Wherever a line of the data contains "above", copy that line.

Provided data Block Start

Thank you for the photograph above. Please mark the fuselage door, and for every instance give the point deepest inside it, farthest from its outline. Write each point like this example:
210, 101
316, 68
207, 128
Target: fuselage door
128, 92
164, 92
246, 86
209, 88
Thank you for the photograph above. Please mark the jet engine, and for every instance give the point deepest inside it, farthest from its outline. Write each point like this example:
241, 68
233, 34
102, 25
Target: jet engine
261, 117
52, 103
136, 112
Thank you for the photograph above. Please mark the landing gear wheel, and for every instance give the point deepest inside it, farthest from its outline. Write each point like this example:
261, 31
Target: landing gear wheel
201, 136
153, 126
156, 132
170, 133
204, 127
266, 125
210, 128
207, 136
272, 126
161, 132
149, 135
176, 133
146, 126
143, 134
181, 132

Provided data Block End
Provided data Block Start

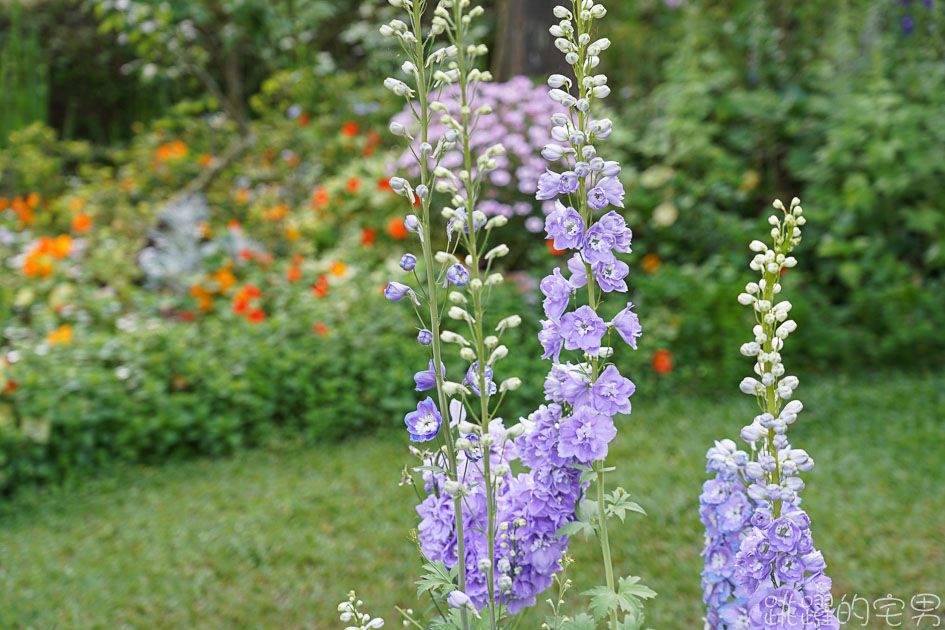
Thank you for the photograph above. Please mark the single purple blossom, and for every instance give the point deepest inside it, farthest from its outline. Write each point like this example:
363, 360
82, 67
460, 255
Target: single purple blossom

Provided data Block End

- Answer to this exercise
Thank you for the photograph above. Please mark the fuselage door, and for every instance give the point deepest inside it, farthest from its outline. Write each point like this example:
Thank you for the photograph above. Please mark the jet engine, and for every instance give the point deepest inside it, farthest from its outline. Write each point like this example:
Thank you for the photograph above. Please mark the landing gear wheel, and for every instance give the point deepest inside it, farthest from its outline. Write each point like this example:
Thank you for the photograph above. Please mark the single purple blossom, and for every instance give the point deepest inside it, farthest from its outline. Write each point like this example:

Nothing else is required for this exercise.